▸ Text:
···
The family has exploited Syria's riches, patronized the Christians into believing they have Syria's protection, consolidated Alawite power and murdered with impunity any rivals or movements, especially those from the Sunni majority.
It was 30 years ago in February that Hazef Al-Assad brutally launched the massacre of more than 25,000 Sunni Muslims in Hama. That event marked the unveiling of the true monster Hafez Al-Assad, who had taken power in a coup of the Baath Party in 1970.
Now, Bashar Al-Assad, the “eye doctor,” is following his father's bloody footprints, focusing on the Sunni unrest in Homs and raising the level of outrage ordering the killings of hundreds of children.
The Assad family is like a “mafia,” an immoral crime syndicate that will go to any length to defend their power and their money. Like the mafia, they put a pretty face forward and are conscious of how they are portrayed in the media.
Despite the brutality, the West seems reluctant to take the Assad family out.
Part of the reason is the West's increasing unease and even fear stemming from the pro-democracy movements and their results, and especially how those results might threaten Israel.
Because in the end, despite all the rhetoric, all the military clashes, and all the pandering to the “Palestinian cause,” Assad's Alawites have never really been concerned about Palestine or the Palestinians or even Arab unity. It's just been a good cause that they could use as a narcotic to feed their people, to keep them blind to the Assad family's mafia-like crimes.
The West didn't see democracy as a threat to their interests or to Israel when Tunisian democracy exploded in a dramatic way and sparked the Middle East movement.
But they see a real threat among the attitudes of the people in Egypt where Anwar Sadat and Hosni Mubarak milked the country for power and wealth too, at the expense of Arab honor. Sadat was the first to cross over and surrender to Israel. President Jimmy Carter was desperate to entice Sadat into a peace with Israel to bolster his own failing administration.
Sadat took the bait and sold his soul to the devil for a measly sum of 500 million American dollars that has steadily increased over the years to more than $1.5 million. The funds didn't go to the Egyptian people, who continue to live in relative squalor, but rather to fuel his personal luxurious lifestyle as the celebrity of the West's infatuation, and to bribe the military.
Some report that the military leaders rivaled Sadat and Mubarak in how the money was exploited for their own personal wealth.
Unlike in the Gulf states where wealth came from a natural resource owned by the landowners that was sold as a commodity, oil, Egypt's obedience to the foreign policy needs of the West was a largesse in the form of Western monetary bribes.
···
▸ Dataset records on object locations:

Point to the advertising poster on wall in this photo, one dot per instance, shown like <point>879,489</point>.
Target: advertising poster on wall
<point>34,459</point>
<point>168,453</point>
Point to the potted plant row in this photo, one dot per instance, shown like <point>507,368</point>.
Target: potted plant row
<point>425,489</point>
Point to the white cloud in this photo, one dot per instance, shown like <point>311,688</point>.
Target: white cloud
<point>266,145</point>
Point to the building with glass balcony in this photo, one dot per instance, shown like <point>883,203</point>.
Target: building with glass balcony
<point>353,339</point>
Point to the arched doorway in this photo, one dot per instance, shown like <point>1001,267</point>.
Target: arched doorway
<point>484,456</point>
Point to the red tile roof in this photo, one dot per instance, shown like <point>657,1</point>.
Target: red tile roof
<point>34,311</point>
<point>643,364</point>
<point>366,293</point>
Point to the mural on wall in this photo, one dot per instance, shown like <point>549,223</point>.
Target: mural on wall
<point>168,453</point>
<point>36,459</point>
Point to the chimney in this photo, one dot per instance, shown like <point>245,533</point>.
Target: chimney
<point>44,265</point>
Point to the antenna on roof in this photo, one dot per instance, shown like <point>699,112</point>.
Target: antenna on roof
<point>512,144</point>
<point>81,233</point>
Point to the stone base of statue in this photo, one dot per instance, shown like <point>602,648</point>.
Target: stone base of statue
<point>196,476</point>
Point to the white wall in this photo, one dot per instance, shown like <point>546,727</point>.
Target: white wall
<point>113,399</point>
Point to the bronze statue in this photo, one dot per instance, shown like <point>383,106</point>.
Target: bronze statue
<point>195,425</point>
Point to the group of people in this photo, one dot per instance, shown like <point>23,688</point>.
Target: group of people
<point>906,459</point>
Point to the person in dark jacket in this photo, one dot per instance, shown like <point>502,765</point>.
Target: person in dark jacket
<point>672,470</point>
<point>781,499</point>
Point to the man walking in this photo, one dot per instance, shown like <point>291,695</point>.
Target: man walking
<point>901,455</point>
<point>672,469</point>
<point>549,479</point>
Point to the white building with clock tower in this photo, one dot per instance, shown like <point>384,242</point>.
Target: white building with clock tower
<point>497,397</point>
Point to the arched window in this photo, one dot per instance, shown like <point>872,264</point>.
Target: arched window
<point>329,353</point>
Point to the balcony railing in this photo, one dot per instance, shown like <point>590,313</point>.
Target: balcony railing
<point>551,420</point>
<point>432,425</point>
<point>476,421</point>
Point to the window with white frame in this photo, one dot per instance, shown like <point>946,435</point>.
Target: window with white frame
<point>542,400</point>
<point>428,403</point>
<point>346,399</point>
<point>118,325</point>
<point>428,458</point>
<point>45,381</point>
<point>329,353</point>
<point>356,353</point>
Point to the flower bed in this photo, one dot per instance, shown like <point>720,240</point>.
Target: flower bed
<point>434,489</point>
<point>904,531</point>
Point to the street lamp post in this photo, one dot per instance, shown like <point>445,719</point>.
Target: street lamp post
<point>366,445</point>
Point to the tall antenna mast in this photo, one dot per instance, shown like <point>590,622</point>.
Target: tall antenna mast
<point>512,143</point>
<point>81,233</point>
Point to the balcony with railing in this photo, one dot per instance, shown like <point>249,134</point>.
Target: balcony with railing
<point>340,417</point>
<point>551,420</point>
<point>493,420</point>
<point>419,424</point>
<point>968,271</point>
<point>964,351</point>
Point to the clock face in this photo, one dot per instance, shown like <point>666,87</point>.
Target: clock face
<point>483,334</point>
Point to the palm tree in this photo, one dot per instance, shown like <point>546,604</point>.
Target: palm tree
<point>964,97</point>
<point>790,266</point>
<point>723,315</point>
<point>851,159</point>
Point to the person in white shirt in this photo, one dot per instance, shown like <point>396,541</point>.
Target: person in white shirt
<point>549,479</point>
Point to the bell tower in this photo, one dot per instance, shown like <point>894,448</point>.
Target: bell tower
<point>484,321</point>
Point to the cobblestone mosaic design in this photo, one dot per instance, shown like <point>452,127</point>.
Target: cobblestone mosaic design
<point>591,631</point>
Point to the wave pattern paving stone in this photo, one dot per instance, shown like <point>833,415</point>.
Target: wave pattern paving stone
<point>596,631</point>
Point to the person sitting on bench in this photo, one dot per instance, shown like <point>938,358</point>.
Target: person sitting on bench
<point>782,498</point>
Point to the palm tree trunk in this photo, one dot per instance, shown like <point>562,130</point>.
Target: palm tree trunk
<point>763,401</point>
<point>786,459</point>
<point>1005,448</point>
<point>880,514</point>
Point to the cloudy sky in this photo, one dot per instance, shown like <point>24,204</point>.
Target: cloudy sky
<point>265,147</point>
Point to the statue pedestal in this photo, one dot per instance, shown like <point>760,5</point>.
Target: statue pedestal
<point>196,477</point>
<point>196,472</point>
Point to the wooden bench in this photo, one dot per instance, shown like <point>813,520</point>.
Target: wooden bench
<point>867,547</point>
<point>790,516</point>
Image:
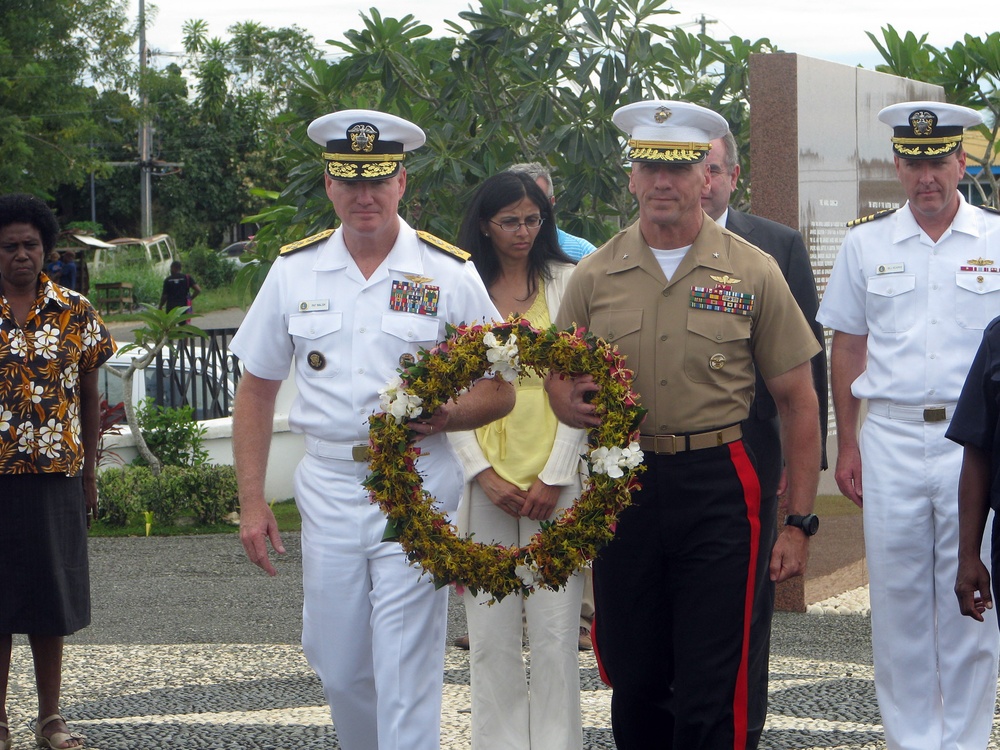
···
▸ Task to complete:
Answer these questions from the text about the Assad family:
1. In what year did Hafez Al-Assad take power?
2. How many Sunni Muslims were killed in the Hama massacre?
3. Which U.S. president wanted Sadat to make peace with Israel?

▸ Reply to the task:
1. 1970
2. More than 25,000
3. Jimmy Carter